◆ Problem to work on:
Each entry below should be reproduced character for character.

----

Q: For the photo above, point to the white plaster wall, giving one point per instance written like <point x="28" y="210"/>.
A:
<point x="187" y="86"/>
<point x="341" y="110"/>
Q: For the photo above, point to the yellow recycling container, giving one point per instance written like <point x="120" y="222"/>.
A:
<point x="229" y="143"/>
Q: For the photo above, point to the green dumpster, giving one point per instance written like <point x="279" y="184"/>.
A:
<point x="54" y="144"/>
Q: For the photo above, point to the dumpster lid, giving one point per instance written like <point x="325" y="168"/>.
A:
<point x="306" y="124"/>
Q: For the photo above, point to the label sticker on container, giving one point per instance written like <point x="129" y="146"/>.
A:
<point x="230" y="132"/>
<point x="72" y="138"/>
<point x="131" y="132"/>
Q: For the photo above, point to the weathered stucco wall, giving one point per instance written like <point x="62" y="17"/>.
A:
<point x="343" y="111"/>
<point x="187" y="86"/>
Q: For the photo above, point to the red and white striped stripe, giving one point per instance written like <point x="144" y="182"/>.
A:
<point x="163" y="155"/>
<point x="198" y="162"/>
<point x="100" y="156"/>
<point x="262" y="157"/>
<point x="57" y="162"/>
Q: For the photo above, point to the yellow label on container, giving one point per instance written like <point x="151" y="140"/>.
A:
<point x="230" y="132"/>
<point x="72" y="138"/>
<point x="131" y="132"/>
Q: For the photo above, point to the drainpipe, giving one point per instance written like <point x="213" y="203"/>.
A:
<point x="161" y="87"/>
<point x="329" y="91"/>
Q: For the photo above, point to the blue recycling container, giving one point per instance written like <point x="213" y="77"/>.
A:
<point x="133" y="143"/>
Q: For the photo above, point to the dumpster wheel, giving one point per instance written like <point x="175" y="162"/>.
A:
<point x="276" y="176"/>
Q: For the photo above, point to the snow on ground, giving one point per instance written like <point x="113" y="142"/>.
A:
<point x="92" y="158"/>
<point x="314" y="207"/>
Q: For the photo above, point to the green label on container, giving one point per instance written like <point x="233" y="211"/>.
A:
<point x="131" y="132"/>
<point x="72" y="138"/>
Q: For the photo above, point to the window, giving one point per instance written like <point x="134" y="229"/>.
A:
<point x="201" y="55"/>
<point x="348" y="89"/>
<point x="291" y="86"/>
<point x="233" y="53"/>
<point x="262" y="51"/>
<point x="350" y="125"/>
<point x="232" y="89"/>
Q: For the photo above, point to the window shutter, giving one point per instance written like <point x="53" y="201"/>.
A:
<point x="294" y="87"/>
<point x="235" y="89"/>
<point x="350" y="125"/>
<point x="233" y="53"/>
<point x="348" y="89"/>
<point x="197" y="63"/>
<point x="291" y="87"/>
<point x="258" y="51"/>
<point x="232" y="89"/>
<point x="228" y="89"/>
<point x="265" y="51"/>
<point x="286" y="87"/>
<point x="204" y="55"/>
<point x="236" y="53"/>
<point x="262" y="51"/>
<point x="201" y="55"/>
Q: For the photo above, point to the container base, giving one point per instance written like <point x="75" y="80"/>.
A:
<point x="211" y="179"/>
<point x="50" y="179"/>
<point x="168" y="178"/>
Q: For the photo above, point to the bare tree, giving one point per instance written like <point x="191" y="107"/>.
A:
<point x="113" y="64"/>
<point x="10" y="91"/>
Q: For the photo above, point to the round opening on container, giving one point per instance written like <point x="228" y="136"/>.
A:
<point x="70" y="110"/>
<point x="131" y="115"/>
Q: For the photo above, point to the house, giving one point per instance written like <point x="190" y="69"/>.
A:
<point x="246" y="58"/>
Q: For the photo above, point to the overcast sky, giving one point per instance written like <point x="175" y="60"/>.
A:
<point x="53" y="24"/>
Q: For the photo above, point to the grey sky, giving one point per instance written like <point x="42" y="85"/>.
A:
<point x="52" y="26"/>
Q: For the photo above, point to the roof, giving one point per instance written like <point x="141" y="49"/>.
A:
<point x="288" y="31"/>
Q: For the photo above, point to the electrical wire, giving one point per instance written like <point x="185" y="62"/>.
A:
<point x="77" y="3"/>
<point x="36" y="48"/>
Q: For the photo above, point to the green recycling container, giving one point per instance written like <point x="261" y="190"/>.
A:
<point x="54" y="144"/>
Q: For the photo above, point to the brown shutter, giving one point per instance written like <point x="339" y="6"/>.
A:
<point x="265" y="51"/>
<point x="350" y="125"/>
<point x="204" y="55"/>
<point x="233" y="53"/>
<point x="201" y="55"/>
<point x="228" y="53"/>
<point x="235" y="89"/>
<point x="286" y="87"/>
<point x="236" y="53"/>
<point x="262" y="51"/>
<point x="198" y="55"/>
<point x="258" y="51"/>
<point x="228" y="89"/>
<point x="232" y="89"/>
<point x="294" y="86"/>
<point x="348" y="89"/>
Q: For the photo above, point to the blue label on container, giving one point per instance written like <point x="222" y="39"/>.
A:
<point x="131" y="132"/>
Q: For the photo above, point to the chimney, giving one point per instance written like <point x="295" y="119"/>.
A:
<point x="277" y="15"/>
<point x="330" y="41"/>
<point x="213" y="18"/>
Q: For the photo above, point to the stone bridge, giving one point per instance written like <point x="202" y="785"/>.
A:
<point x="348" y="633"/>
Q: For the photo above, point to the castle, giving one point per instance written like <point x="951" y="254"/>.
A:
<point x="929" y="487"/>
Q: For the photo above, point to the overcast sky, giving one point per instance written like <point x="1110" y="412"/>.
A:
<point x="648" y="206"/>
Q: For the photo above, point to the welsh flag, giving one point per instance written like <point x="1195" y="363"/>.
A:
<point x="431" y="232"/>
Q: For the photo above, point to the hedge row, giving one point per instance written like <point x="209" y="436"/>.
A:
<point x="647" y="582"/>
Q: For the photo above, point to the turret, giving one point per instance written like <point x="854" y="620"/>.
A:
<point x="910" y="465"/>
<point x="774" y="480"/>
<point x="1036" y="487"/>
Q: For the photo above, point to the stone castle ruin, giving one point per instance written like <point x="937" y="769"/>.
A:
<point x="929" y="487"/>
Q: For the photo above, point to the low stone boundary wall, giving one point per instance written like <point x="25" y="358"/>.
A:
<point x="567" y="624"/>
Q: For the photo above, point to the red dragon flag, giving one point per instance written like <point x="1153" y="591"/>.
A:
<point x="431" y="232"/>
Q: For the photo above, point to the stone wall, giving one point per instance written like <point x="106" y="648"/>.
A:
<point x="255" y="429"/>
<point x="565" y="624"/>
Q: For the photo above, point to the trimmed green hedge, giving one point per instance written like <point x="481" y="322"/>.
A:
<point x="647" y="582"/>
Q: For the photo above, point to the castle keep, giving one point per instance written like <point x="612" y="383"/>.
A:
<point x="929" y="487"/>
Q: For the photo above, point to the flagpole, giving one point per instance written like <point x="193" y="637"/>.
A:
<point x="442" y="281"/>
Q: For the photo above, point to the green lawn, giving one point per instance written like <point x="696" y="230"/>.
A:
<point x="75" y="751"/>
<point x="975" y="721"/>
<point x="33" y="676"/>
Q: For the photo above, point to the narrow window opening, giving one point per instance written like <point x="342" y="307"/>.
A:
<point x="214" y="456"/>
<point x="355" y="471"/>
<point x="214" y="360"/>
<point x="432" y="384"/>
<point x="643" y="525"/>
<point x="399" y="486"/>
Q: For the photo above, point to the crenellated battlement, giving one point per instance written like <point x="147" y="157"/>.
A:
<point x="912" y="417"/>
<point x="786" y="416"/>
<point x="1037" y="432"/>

----

◆ Task output:
Q: For the photo above, point to the white plaster wall, giving one point per instance written like <point x="28" y="210"/>.
A:
<point x="187" y="86"/>
<point x="341" y="110"/>
Q: For the photo above, point to the yellow recycling container, giving one point per instance written like <point x="120" y="222"/>.
A:
<point x="229" y="143"/>
Q: For the photo above, point to the green dumpster, giving one point per instance written like <point x="279" y="184"/>.
A:
<point x="54" y="144"/>
Q: For the photo above, point to the dumpster lid, giving one point per instance written like <point x="325" y="168"/>.
A:
<point x="306" y="124"/>
Q: For the photo above, point to the label sticker on container, giving one point per instance written like <point x="129" y="146"/>.
A:
<point x="230" y="132"/>
<point x="72" y="138"/>
<point x="131" y="132"/>
Q: For the photo above, point to the weathered stucco wall, giving one point per instance written like <point x="62" y="17"/>.
A:
<point x="343" y="111"/>
<point x="187" y="86"/>
Q: For the photo above, point to the red and white striped stripe, giving one point per instance written like <point x="144" y="182"/>.
A:
<point x="163" y="155"/>
<point x="198" y="162"/>
<point x="100" y="156"/>
<point x="262" y="157"/>
<point x="57" y="162"/>
Q: For the photo above, point to the yellow label on container, giving one point per instance written like <point x="151" y="140"/>.
A:
<point x="230" y="132"/>
<point x="72" y="138"/>
<point x="131" y="132"/>
Q: For the photo above, point to the drainpipe, giving one point per instance written like <point x="213" y="203"/>.
A:
<point x="161" y="87"/>
<point x="329" y="91"/>
Q: For the photo above, point to the blue recycling container, giving one point per instance written like <point x="213" y="77"/>.
A:
<point x="133" y="143"/>
Q: For the photo above, point to the dumpster wheel, giving one point per instance written like <point x="175" y="162"/>.
A:
<point x="276" y="176"/>
Q: For the photo above, point to the snow on ground, giving one point per instance written like <point x="113" y="142"/>.
A:
<point x="92" y="158"/>
<point x="314" y="207"/>
Q: For the photo above, point to the green label on container, giving one point per instance written like <point x="233" y="211"/>.
A:
<point x="131" y="132"/>
<point x="72" y="138"/>
Q: For the photo above, point to the window, giving one point per instance written like <point x="134" y="229"/>.
A:
<point x="201" y="55"/>
<point x="348" y="89"/>
<point x="291" y="86"/>
<point x="233" y="53"/>
<point x="262" y="51"/>
<point x="350" y="125"/>
<point x="232" y="89"/>
Q: For the photo above, point to the window shutter, giving one point per instance written like <point x="53" y="201"/>.
A:
<point x="294" y="87"/>
<point x="235" y="89"/>
<point x="350" y="125"/>
<point x="233" y="53"/>
<point x="348" y="89"/>
<point x="197" y="63"/>
<point x="291" y="87"/>
<point x="258" y="51"/>
<point x="232" y="89"/>
<point x="228" y="89"/>
<point x="265" y="51"/>
<point x="286" y="87"/>
<point x="204" y="55"/>
<point x="236" y="53"/>
<point x="262" y="51"/>
<point x="201" y="55"/>
Q: For the photo above, point to the container base, giving one point per instance written like <point x="75" y="80"/>.
A:
<point x="211" y="179"/>
<point x="50" y="179"/>
<point x="168" y="178"/>
Q: For the photo above, point to the bare tree, giving one point per instance written like <point x="191" y="107"/>.
A:
<point x="113" y="64"/>
<point x="10" y="91"/>
Q: For the photo above, point to the round opening on container, giving one point per instance written like <point x="228" y="136"/>.
A:
<point x="70" y="110"/>
<point x="131" y="115"/>
Q: For the photo above, point to the house, giving one point per instance written like <point x="190" y="69"/>.
A:
<point x="246" y="58"/>
Q: For the photo above, point to the overcast sky, giving one point per instance written like <point x="175" y="60"/>.
A:
<point x="53" y="24"/>
Q: For the photo above, point to the grey sky, giving one point per instance written like <point x="42" y="85"/>.
A:
<point x="52" y="26"/>
Q: For the photo above, point to the roof, giving one point per instance written like <point x="141" y="49"/>.
A:
<point x="288" y="31"/>
Q: For the photo above, point to the electrical wire, giving one point per instance written like <point x="185" y="62"/>.
A:
<point x="77" y="3"/>
<point x="36" y="48"/>
Q: For the photo above, point to the green recycling container, giving one point per instance written like <point x="261" y="190"/>.
A:
<point x="54" y="144"/>
Q: For the photo above, point to the brown shutter, giving one point per instance written like <point x="339" y="6"/>.
A:
<point x="265" y="51"/>
<point x="350" y="125"/>
<point x="204" y="55"/>
<point x="233" y="53"/>
<point x="201" y="55"/>
<point x="228" y="53"/>
<point x="235" y="89"/>
<point x="286" y="87"/>
<point x="236" y="53"/>
<point x="262" y="51"/>
<point x="198" y="55"/>
<point x="258" y="51"/>
<point x="228" y="89"/>
<point x="232" y="89"/>
<point x="294" y="86"/>
<point x="348" y="89"/>
Q: For the photo above, point to the blue label on container, giving one point per instance written like <point x="222" y="39"/>.
A:
<point x="131" y="132"/>
Q: For the photo above, point to the chimney, giving one point per instance written like <point x="295" y="119"/>.
A:
<point x="277" y="15"/>
<point x="330" y="41"/>
<point x="213" y="18"/>
Q: For the photo above, point to the stone bridge, giving one point per instance written like <point x="202" y="785"/>.
A:
<point x="348" y="633"/>
Q: For the photo above, point to the castle, giving one point per instance written like <point x="951" y="254"/>.
A:
<point x="929" y="487"/>
Q: For the photo above, point to the overcast sky, giving one point per instance written like <point x="1110" y="412"/>.
A:
<point x="648" y="206"/>
Q: For the photo above, point to the welsh flag, giving one point per instance written like <point x="1195" y="363"/>.
A:
<point x="431" y="232"/>
Q: For the photo above, point to the hedge row, giving one point per instance written like <point x="209" y="436"/>.
A:
<point x="647" y="582"/>
Q: For the photo above, point to the turret, giving one point per instance written like <point x="854" y="620"/>.
A:
<point x="910" y="465"/>
<point x="774" y="480"/>
<point x="1036" y="487"/>
Q: For the photo above, point to the stone castle ruin, giving one point per instance written like <point x="937" y="769"/>.
A:
<point x="929" y="487"/>
Q: For the photo above, point to the low stone boundary wall, giving one point per instance written like <point x="25" y="358"/>.
A:
<point x="567" y="624"/>
Q: For the photo above, point to the red dragon flag, giving one point per instance written like <point x="1153" y="591"/>.
A:
<point x="431" y="232"/>
Q: For the photo above, point to the stone wall, giving one point per instance written like <point x="106" y="648"/>.
A:
<point x="255" y="429"/>
<point x="565" y="624"/>
Q: For the photo above, point to the trimmed green hedge, giving one point per instance written like <point x="481" y="322"/>.
A:
<point x="647" y="582"/>
Q: For the photo above, point to the castle keep, giving one point per instance written like <point x="612" y="383"/>.
A:
<point x="929" y="487"/>
Q: For the photo above, point to the flagpole, giving one point per instance written like <point x="193" y="637"/>.
A:
<point x="442" y="281"/>
Q: For the photo above, point to the green lawn, giving one point per instance written like <point x="696" y="230"/>.
A:
<point x="75" y="751"/>
<point x="975" y="721"/>
<point x="33" y="676"/>
Q: For the photo above, point to the narrow window opening, giving one point per instance written like <point x="342" y="307"/>.
A:
<point x="214" y="456"/>
<point x="355" y="471"/>
<point x="214" y="360"/>
<point x="432" y="384"/>
<point x="643" y="525"/>
<point x="399" y="486"/>
Q: For the photo above, point to the crenellated battlement, giving one point per instance written like <point x="147" y="157"/>.
A:
<point x="912" y="417"/>
<point x="786" y="416"/>
<point x="1037" y="432"/>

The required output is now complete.